## Goal
In the discussion about invasive species below, what does the friend's grandma make from kudzu flowers?

— Start of Excerpt provided —

It is not possible to kill the eggs before they hatch. Lionfish breed by dropping eggs into the water column, which then get fertilzed by the male. The eggs are not attached to anything. Divers are permitted to kill on sight down in the Gulf, however, as you mentioned, not enough are being taken. They are also used in the awuarium trade, however, need specific conditions as they will destroy your reef aquarium and eat anything that moves.
There's a key flaw in the thinking here. For something to be marketed successfully and profitably, the supply chain must be reliable. Lionfish may be "everywhere", but that's quite different from having an efficient, reliably supply chain of them.
I've often wondered why Kudzu wasnt being used as a way to feed certain livestock or even turned into a compost or planting medium...
At least in NC I know of many farmers that use Kudzu to feed their cattle. There are also many people that make wicker furniture from from the vines. My friend's grandma makes Kudzu jelly out of the flowers.
Cows will only eat kudzu if there is nothing else, plus it makes their milk taste funny.
That's only because "kudzu" is a funny word.
I don't know why more people don't hunt wild pigs. There are a lot of them and they are very tasty. :-)
They say the Asian carp taste pretty good too, unlike native carp and they're easy to catch, they jump right into your boat.
Also, I thought I read a few years ago that somebody had found a good use for kudzu, but then I never heard any more about it and there is still a lot of it around.
I vaguely remember that asian carp are not really carp, but a filter feeder that eats the freshwater plankton. This makes them taste better than the bottom feeding carp but also wreaks havoc on the eco system as they consume most of the plankton.
You are correct, the asian carp are filter feeders and beginning to take a toll on the rivers here in IL. We bow-fish for them here on the rivers, as in shoot them with a bow as they jump out of the water. I've yet to eat them, maybe they are tasty, but I don't see myself eating them anytime soon.
The problem with a lot of "river-fish" is that they have too many fish bones you have to pick out before you eat them. But if you know how to prepare them and eat them, they make a tasty dish. Carps are a common dish in China.
As the population continues to rise and food becomes more scarce, I think hunger will take care of the problem. Wonder if the vine of the south is eatable, a person needs their greens.
Yes, I have tried Kudzu. It taste like shiiiiiit!
I've heard some people eat the leaves in a salad, but the one that sounds better to me is that my friend's grandma makes jelly from the Kudzu flowers.
Learn more @invasivore.org out of Notre Dame.
By this logic Native Americans should have eaten European settlers the moment they landed on foreign shores. Just saying – what's good for the goose should be good for the gander, right? This is kinda arrogant in my opinion.

— End of Excerpt provided —
— Start of Information supplied —

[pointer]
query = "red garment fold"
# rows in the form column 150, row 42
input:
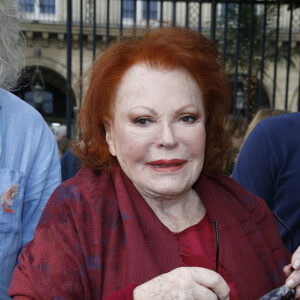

— End of Information supplied —

## Solution below
Kudzu jelly.